Required work.
Beginning with the very first line, please reproduce the entries exactly through the line containing "# Target: eye ridge".

Records for the task.

--

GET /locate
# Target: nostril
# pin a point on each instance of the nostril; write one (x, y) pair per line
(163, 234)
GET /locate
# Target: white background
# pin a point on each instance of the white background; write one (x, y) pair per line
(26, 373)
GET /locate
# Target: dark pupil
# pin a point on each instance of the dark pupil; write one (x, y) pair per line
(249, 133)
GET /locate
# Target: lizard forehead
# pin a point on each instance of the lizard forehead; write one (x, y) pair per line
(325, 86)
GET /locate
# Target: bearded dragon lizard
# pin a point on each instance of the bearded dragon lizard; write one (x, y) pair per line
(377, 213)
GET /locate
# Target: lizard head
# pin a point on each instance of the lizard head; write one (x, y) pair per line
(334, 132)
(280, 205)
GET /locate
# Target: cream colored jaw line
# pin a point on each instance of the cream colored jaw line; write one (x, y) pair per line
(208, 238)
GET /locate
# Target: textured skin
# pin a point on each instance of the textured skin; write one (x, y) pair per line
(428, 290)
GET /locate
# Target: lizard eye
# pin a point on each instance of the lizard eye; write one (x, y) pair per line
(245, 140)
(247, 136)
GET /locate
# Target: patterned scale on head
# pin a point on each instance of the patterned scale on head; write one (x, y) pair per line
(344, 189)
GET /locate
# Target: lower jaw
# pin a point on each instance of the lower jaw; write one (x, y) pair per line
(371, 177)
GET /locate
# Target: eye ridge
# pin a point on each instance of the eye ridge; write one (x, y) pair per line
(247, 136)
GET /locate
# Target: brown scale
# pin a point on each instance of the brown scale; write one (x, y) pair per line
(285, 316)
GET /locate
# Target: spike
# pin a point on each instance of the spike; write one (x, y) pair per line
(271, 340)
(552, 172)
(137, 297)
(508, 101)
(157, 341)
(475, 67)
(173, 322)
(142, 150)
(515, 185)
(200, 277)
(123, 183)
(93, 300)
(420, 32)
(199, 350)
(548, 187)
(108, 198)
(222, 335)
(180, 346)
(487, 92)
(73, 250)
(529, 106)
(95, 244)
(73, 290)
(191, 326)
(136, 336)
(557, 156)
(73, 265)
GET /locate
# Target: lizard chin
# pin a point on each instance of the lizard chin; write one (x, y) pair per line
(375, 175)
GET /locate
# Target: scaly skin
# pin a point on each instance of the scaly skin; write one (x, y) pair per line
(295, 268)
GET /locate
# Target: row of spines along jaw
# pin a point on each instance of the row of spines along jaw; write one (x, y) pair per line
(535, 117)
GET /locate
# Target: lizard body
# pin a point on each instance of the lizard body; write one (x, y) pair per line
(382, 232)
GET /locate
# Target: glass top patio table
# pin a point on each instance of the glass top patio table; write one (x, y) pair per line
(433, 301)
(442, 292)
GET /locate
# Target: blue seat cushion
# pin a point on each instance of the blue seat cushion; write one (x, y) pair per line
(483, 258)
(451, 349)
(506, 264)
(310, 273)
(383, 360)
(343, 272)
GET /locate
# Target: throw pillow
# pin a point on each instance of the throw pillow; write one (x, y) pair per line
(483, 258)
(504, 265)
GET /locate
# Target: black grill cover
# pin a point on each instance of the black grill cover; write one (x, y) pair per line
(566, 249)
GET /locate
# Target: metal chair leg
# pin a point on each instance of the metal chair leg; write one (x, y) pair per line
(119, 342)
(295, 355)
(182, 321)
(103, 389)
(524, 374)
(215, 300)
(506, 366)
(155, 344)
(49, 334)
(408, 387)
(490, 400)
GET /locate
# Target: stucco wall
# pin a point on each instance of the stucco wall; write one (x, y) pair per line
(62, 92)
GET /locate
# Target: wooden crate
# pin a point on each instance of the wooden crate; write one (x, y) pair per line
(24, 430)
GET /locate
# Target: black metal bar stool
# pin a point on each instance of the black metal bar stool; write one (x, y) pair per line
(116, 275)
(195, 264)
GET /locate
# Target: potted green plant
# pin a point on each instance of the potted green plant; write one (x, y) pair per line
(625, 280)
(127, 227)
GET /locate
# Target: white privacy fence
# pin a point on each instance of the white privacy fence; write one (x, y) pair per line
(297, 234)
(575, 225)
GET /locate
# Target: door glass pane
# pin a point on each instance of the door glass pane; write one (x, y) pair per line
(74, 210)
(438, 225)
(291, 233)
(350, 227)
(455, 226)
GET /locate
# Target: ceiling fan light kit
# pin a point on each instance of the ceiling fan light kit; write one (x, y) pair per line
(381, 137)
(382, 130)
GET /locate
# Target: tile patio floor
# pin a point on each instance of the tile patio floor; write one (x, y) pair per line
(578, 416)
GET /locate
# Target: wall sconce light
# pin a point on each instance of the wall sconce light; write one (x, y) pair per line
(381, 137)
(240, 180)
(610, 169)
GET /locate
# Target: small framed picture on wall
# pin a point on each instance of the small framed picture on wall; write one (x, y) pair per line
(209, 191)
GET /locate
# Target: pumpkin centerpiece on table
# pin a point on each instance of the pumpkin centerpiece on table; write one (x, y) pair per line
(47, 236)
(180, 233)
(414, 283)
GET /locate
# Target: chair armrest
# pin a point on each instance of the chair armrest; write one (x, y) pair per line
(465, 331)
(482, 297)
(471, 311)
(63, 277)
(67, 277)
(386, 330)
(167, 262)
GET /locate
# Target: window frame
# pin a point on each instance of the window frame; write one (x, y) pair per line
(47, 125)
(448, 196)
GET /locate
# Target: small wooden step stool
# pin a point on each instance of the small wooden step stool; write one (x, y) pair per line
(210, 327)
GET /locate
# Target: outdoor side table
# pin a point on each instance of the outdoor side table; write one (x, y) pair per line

--

The completed task.
GET /locate
# Target: nostril
# pin a point on each instance of the nostril; write one (x, y) pair per line
(163, 234)
GET /locate
# Target: white background
# pin a point on each instance of the white background; write one (x, y) pair per line
(26, 373)
GET /locate
# Target: dark pupil
# pin a point on each instance of the dark pupil; write one (x, y) pair per line
(249, 133)
GET /locate
# Target: lizard forehead
# pin a point on each instance of the lizard forehead; write one (x, y) pair per line
(325, 86)
GET /locate
# Target: bearded dragon lizard
# pin a point on each instance of the bearded dragon lizard; write one (x, y) pair per line
(377, 213)
GET /locate
# Target: lizard head
# pin a point on each instance of the lizard head; write one (x, y) pair per line
(334, 132)
(280, 205)
GET /locate
# Target: cream colored jaw line
# pin a point on each instance of the cream colored jaw line; write one (x, y) pair per line
(208, 238)
GET /locate
# Target: textured skin
# pin a point on each instance of the textured skin; write one (x, y) pair per line
(428, 290)
GET /locate
# Target: lizard eye
# pin a point on each instance of the lizard eye; write one (x, y) pair per line
(245, 140)
(247, 136)
GET /locate
# Target: patterned scale on head
# pin a point on each instance of the patterned scale on head; write one (x, y) pair per line
(344, 189)
GET /locate
# Target: lower jaw
# pin a point on each instance of the lower jaw; write one (x, y) pair per line
(371, 177)
GET /locate
# Target: eye ridge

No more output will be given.